__What this task involves__.
How many lines in the records below contain the string "segment", matching case exactly? Reply with the number alone.
──────
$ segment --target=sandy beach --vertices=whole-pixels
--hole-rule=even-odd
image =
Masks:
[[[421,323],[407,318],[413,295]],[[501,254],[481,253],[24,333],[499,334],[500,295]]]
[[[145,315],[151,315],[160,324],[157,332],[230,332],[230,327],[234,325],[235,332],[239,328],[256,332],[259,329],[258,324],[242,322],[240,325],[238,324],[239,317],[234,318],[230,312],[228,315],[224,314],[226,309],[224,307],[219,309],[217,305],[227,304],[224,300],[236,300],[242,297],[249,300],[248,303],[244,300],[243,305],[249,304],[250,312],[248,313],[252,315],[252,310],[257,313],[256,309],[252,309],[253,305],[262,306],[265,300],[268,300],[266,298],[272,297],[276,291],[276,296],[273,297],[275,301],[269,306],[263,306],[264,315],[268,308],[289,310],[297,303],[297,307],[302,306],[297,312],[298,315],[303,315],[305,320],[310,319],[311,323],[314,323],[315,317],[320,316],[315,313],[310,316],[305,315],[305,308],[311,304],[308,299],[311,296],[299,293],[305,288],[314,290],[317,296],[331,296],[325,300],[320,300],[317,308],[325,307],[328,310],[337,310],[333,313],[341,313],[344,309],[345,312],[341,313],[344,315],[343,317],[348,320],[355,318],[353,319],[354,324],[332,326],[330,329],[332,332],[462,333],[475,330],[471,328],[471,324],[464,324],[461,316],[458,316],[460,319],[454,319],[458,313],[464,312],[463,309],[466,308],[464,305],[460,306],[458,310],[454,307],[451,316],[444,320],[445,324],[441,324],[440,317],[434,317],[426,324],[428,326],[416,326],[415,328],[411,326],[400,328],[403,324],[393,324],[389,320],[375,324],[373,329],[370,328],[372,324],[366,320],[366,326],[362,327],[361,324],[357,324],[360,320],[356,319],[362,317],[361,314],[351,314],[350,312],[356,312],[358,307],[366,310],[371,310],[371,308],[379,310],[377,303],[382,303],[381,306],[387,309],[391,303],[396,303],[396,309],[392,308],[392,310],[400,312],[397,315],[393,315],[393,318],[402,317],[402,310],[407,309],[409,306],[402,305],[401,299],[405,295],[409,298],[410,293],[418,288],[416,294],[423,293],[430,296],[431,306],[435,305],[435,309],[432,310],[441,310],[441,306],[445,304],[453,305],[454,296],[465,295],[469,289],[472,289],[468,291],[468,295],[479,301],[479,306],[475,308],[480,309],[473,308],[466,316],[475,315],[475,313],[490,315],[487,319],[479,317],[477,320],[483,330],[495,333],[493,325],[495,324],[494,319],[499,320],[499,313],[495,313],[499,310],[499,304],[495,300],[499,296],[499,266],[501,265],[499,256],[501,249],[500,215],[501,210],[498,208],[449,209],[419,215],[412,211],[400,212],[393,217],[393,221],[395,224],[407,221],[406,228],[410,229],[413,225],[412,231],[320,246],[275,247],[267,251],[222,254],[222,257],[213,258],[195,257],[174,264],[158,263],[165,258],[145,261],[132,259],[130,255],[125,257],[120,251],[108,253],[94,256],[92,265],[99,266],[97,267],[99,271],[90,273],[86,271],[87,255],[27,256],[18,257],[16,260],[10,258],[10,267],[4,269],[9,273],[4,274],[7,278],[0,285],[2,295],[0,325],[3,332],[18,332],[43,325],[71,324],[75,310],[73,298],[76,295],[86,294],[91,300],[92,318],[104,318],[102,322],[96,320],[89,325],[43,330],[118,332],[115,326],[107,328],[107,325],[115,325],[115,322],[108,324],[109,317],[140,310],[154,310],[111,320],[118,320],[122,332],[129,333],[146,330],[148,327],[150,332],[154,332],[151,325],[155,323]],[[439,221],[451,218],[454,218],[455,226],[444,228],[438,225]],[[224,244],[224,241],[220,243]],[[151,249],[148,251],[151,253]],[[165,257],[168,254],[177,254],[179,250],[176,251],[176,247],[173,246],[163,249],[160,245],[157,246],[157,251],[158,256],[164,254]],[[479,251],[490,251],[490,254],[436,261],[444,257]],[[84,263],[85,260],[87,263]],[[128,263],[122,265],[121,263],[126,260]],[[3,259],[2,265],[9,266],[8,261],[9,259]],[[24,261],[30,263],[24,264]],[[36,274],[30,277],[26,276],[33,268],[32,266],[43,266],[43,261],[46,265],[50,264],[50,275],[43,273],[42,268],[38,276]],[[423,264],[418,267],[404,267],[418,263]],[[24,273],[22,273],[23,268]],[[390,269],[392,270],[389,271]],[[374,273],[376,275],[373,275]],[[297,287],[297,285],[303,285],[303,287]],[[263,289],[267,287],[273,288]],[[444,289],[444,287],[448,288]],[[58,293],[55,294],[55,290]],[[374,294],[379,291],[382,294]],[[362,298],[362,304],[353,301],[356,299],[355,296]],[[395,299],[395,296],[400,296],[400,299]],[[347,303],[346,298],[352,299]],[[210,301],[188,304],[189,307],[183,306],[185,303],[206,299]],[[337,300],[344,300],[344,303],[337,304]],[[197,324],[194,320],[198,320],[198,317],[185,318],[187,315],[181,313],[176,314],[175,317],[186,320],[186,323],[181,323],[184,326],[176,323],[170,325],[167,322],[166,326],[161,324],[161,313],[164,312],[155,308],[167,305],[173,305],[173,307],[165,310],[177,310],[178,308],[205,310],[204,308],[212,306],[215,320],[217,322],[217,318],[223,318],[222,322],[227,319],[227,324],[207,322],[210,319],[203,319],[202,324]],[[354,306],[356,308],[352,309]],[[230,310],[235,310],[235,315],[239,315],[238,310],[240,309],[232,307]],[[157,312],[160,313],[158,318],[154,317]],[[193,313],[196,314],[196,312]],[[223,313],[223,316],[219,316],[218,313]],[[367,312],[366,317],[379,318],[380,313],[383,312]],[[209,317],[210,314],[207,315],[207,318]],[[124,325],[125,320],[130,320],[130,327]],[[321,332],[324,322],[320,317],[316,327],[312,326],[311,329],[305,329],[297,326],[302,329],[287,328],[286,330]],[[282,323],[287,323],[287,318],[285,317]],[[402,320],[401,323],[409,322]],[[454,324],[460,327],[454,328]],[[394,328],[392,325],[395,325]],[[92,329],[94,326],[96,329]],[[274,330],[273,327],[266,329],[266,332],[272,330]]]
──────
__Final result__.
1